Extracted records ->
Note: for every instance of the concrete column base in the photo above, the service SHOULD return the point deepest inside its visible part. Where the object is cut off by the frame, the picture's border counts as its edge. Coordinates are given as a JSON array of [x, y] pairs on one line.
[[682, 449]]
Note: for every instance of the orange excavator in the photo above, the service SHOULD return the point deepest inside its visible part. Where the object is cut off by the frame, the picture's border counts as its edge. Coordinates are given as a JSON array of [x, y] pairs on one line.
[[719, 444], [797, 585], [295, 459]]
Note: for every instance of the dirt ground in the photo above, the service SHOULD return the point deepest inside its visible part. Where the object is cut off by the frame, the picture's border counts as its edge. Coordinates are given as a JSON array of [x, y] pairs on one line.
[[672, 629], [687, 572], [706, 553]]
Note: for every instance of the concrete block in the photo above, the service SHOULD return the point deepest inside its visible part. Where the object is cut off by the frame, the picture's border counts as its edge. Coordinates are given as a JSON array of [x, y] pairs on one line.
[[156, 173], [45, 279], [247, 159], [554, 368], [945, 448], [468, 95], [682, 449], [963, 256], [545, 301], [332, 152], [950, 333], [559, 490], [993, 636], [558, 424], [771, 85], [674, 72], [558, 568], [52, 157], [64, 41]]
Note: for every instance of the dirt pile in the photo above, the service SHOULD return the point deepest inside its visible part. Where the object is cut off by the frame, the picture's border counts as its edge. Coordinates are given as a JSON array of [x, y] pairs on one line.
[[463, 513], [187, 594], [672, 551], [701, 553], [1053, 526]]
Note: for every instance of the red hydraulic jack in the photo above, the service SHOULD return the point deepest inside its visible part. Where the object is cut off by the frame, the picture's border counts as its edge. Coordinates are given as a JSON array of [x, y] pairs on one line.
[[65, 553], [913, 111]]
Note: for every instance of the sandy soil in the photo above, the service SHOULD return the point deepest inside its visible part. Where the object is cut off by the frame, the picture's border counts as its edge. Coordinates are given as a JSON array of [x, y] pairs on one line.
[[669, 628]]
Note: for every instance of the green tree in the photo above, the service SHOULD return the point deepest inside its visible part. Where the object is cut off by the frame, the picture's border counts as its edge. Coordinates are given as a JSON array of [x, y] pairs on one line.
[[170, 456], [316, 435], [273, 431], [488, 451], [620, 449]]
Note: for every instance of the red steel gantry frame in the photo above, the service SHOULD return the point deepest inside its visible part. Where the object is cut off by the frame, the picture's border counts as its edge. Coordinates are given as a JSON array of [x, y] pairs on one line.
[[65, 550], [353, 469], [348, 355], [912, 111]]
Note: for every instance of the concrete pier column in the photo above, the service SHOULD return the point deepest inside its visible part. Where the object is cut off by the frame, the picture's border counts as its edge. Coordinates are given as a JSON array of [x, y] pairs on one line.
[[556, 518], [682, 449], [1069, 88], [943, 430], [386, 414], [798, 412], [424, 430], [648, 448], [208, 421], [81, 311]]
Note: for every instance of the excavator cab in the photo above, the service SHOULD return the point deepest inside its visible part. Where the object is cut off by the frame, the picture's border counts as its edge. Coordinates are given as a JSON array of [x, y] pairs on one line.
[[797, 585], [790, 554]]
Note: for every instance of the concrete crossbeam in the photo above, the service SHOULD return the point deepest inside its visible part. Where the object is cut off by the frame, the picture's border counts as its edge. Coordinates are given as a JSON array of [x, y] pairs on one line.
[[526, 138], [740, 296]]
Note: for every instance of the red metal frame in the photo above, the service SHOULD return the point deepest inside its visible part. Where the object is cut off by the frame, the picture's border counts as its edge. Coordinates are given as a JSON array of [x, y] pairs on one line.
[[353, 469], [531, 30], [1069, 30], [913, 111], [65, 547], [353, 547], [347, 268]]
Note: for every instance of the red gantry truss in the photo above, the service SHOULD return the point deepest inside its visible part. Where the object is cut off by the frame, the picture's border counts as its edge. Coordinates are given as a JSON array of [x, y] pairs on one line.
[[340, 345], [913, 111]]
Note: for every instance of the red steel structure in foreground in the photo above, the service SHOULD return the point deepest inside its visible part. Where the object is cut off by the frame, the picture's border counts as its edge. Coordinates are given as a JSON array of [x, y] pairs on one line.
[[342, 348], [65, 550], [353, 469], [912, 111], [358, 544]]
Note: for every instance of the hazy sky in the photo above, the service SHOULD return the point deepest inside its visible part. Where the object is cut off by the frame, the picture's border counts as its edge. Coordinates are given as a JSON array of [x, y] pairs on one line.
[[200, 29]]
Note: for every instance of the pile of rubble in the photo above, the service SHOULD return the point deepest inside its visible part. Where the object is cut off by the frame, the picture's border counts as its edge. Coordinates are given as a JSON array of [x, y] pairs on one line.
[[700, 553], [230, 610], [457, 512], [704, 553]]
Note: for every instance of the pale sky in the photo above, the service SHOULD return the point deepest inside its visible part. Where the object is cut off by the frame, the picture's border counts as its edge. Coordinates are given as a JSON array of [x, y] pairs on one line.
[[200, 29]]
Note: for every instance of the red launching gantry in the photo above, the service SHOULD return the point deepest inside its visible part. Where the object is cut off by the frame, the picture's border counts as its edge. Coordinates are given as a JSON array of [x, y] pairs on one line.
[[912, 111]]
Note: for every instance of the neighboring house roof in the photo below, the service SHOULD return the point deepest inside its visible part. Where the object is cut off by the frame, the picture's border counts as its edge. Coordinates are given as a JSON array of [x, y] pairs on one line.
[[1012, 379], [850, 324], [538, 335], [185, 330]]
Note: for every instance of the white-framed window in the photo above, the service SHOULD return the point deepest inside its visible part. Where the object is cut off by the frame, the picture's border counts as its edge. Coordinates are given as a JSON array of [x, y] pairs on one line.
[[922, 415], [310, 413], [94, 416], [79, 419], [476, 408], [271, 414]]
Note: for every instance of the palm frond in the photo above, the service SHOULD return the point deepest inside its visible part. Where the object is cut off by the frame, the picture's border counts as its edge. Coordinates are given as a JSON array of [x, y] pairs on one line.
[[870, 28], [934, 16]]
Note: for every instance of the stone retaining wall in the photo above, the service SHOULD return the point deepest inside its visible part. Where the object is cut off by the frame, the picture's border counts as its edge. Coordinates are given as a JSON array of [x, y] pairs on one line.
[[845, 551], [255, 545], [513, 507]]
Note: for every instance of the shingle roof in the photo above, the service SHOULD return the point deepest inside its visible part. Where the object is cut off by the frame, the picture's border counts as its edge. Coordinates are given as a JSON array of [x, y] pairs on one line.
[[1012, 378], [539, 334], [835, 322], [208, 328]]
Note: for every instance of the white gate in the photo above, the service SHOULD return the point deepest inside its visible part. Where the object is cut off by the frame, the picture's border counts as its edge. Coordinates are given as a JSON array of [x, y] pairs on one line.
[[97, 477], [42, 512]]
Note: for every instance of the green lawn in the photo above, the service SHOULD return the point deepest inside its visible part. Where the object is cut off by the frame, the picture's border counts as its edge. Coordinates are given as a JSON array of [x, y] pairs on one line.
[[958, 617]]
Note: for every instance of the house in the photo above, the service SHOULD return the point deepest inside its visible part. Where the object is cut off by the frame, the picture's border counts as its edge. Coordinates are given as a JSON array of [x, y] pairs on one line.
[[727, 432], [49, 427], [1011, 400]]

Goal of the exercise -> What is wanted is the complete set of entries, returned verbatim.

Expected answer ->
Note: for every instance of the concrete column base in the photo above, the service SHOULD return the point deepest inside its visible part. Where the object is cut off by the frame, the picture's border counts as its edge. Coordinates are given as a JSON array of [x, y] pairs on one line.
[[682, 449]]
Note: for every instance of the orange excavator in the photo above, the service SHOULD return the point deepest inside its visible part. Where the object is cut off by the frame, the picture's border counts as its edge. Coordinates are given as a JSON array of [x, y] pairs on one line.
[[719, 444], [797, 585], [295, 459]]
Note: for every instance of the dirt ground in the photo above, the service SHOULD return the point deepest inside its visible part. Where the object is cut off by the frame, the picture's border counts as its edge. Coordinates are given as a JSON array of [x, y] pairs on one line.
[[672, 629], [687, 572], [706, 553]]
Note: for every instance of the concrete block in the photo above, the service SHOULD return the point deepest inside its visible part. Where the object is cut off by the frame, the picture's border counts as its edge. Coordinates are given as a JSON array of [x, y] pairs on one line.
[[156, 173], [45, 279], [247, 159], [554, 368], [945, 448], [468, 95], [682, 449], [963, 256], [545, 301], [332, 152], [950, 333], [559, 490], [993, 636], [558, 424], [771, 85], [674, 72], [558, 568], [52, 157], [64, 41]]
Note: for every instance of the dirt pile in the photo above, the service SHOULD return the point deepest inside its visible part. Where the object is cut off by the frame, the picture's border counts as its edge. Coordinates are given as a JSON array of [x, y] pairs on one line.
[[463, 513], [187, 594], [672, 551], [701, 553], [1053, 526]]
Note: for every instance of the red hydraulic jack in the photo above, the service SHOULD return the point deepest inside its visible part. Where the object is cut off by the frame, the picture's border counts as its edge. Coordinates are given as a JSON array of [x, y] pairs on one line.
[[65, 553], [913, 111]]
Note: for every instance of the sandy soil in the photo above, the service SHOULD return the point deepest inside its visible part. Where the object is cut off by the frame, the picture's border counts as its edge. Coordinates are given as a JSON array of [x, y] pairs on one line.
[[669, 628]]
Note: for every instance of the green tree in the photo above, the service SHOULD return the point deepest inside its visible part. Where the object is cut off by the frame, the picture's border counts as its edge. Coordinates are given as a JSON array of [x, y] pairs on one line.
[[170, 456], [316, 435], [273, 431], [488, 451], [620, 449]]
Note: for every instance of the red steel gantry frame in the photo above, the service SHOULD return the point deepest inside its visible part. Where the object is cut off by the frame, the picture's border counts as its edge. Coordinates are given as a JSON array of [x, y] pairs on one line.
[[65, 550], [353, 469], [348, 355], [912, 111]]
Note: for every instance of the concrete pier column in the photo above, the service SHOULD return the point deepest inside its visible part. Where the object is cut off by the frame, the picture's border counts as its edge. Coordinates are given as a JSON array of [x, y] pairs on one line.
[[556, 518], [682, 449], [1069, 88], [943, 430], [386, 414], [798, 412], [424, 430], [648, 448], [208, 421], [81, 311]]
Note: for every instance of the excavator cab in the photo above, the service SHOULD return the point deepest inside its visible part. Where the object is cut off by the frame, the picture's border counts as its edge. Coordinates are given as a JSON array of [x, y] pairs on one line.
[[797, 585], [790, 554]]
Note: for every instance of the concrete crossbeam in the photo above, the service SHOULD return the point deepest inside its visible part. Where the object is cut off by the frame, the picture's border counts as its edge. Coordinates are given as a JSON array of [x, y] pairs on one line.
[[526, 138], [740, 296]]
Note: for every instance of the red metal frame in the photo above, the service SHOULD return the point deepest inside its visible part. Where the object is cut off by the frame, the picture's border counts as its edge. Coordinates are given as a JSON array of [x, y] pairs on one line.
[[353, 469], [531, 30], [1069, 30], [913, 111], [65, 547], [353, 547], [347, 268]]
Note: for every instance of the red gantry truss in the photo above, the service SHOULD return the point deepest inside its visible part. Where the object is cut off by the frame, the picture's border counts as its edge. Coordinates are given as a JSON array of [x, y] pairs on one line.
[[340, 345], [913, 111]]
Note: for every instance of the red steel structure in foreground in the photo above, the service SHOULD return the point deepest inside its visible part. Where the object is cut off by the frame, the picture's border counts as its edge. Coordinates are given as a JSON array of [x, y] pairs on one line.
[[342, 348], [65, 550], [353, 469], [912, 111], [358, 544]]
Note: for every instance of the hazy sky in the photo above, the service SHOULD return the point deepest inside its visible part. Where the object is cut off by the frame, the picture's border counts as its edge. Coordinates are given as a JSON array of [x, y] pairs on one line.
[[200, 29]]
Note: for every instance of the pile of rubble in the photo above, the service SHOULD return the point deepest inside its visible part. Where the object is cut off by the frame, the picture's border counts as its edge. Coordinates are given as a JSON array of [x, y] pairs on one line.
[[700, 553], [230, 610], [457, 512], [704, 553]]
Note: for every instance of the pale sky in the photo above, the service SHOULD return the point deepest inside its visible part. Where the object is cut off by the frame, the picture's border counts as its edge. Coordinates are given as a JSON array of [x, y] pairs on one line.
[[200, 29]]
Note: for every instance of the red launching gantry in the photo above, the service SHOULD return the point deepest inside its visible part. Where the object is cut off by the frame, the picture's border counts as its edge. Coordinates are given as a JSON array of [x, y] pairs on one line.
[[912, 111]]
Note: for every instance of the neighboring house roof in the photo below, the service SHOULD return the point deepest inside its visible part. Where the object is cut off by the frame, the picture's border counts as its edge. Coordinates are given as a JSON array of [x, y] pairs on one line.
[[1012, 379], [850, 324], [538, 335], [185, 330]]
Note: for every instance of the white-framed window in the photo above, the service SHOULD return the point deepest inside its visible part. Where the object is cut off by the frame, the picture's border counts as its edge. Coordinates are given as a JSON array of [x, y] pairs on one line.
[[922, 415], [310, 413], [94, 416], [79, 419], [476, 408], [271, 414]]
Note: for every instance of the palm frond in the photo above, the service SHOULD return the point deepest inside its visible part. Where the object is cut off by the frame, the picture's border counts as its edge. Coordinates are given as a JSON array of [x, y] pairs on one line.
[[870, 28], [934, 16]]
Note: for every instance of the stone retaining wall in the photo above, the service SHOULD return the point deepest inside its visible part. Where the object is cut off by the frame, the picture's border counts as its edge. Coordinates are given as a JSON array of [x, y] pairs on one line.
[[845, 551], [255, 545], [513, 507]]
Note: for every instance of the shingle roof in the photo above, the service SHOULD return the point deepest inside its visible part. Where the object is cut off by the frame, the picture's border counts as its edge. Coordinates are given as a JSON array of [x, y] pairs on one line.
[[1012, 378], [539, 334], [835, 322], [208, 328]]
Note: for every instance of the white gate in the photo above, the service SHOULD return the point deepest inside its visible part. Where the object is cut off by the frame, the picture's border counts as its edge. Coordinates are given as a JSON array of [x, y] pairs on one line.
[[97, 477], [42, 512]]
Note: for every instance of the green lawn in the photo above, the service SHOULD return the point deepest inside its visible part. Where the object is cut off by the frame, the picture's border counts as its edge. Coordinates are given as a JSON array of [x, y] pairs on one line.
[[958, 617]]
Note: for every instance of the house in the photo above, the service SHOULD return the point deepest inside its visible part. Where the object is cut off by the frame, the picture's border counts as its edge. Coordinates are given as a JSON array of [x, y] pairs on one line.
[[727, 432], [49, 427], [1011, 400]]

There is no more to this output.